**GIVEN DATA:**
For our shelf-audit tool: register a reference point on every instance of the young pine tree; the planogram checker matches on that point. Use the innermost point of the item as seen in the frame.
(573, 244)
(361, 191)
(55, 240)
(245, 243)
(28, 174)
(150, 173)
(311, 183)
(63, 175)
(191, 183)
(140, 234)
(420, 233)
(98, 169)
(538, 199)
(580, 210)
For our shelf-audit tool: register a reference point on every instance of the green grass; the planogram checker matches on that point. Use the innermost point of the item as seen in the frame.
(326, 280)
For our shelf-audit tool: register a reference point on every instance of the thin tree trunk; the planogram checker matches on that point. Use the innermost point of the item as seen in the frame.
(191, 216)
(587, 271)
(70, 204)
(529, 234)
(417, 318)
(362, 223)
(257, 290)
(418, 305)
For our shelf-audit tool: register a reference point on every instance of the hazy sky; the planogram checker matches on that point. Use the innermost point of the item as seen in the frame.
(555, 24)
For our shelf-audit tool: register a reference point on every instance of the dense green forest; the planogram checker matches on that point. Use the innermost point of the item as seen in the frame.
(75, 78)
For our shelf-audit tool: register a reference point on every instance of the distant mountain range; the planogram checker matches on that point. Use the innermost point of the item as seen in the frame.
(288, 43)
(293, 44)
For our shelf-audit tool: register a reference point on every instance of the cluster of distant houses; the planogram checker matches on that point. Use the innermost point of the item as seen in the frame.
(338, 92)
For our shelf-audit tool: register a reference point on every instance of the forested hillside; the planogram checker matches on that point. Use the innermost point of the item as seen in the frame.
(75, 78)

**TASK TO CARRY OUT:**
Could you copy out all of the material above, line for line and word for word, with nothing changed or left out?

**RESULT OF THIS TASK:**
For our shelf-audit tool: register a reference point on every instance of the young pine tree; the planogram checker matches on that point. Use the innermost point of the item as seen in the frame.
(573, 244)
(361, 191)
(55, 240)
(245, 243)
(28, 174)
(150, 173)
(311, 183)
(63, 175)
(191, 183)
(140, 234)
(420, 233)
(98, 169)
(538, 199)
(580, 210)
For our shelf-audit tool: register a reference point on every instance of the green grass; the planogram checker matches on that point. Use the innermost point of the item as seen in the frame.
(326, 280)
For our shelf-audit tool: register a reference point on every instance of the thin tree trunk; the planogram checker matches on that point. Use the innermost point of the item as seen in the frame.
(191, 216)
(587, 271)
(70, 204)
(529, 234)
(417, 318)
(362, 223)
(257, 290)
(418, 305)
For our shelf-audit tool: register a reference point on every instance of the hazy sky; the planogram checker matches on that point. Use the innermost point of the item as seen in the frame.
(555, 24)
For our shelf-audit tool: register a reference point on every instance of the dense green forest; the planogram checker matches on that point. Use the innermost point of the item as seen in the frame.
(75, 78)
For our shelf-audit tool: register a reference point on every instance of the distant mountain range; the planogram checker matches on that point. Use the innermost point of the item as seen in the frame.
(288, 43)
(293, 44)
For our shelf-audit tool: register a reference point on every instance of the cluster of distant houses; the planogram checker matches on that point. Use the innermost point of the item as seen in the frame.
(338, 92)
For our shelf-audit tool: register a reference point on every instance of the forested hillside; the planogram checker matches on that point. Use the innermost point of the item as seen in the frame.
(75, 78)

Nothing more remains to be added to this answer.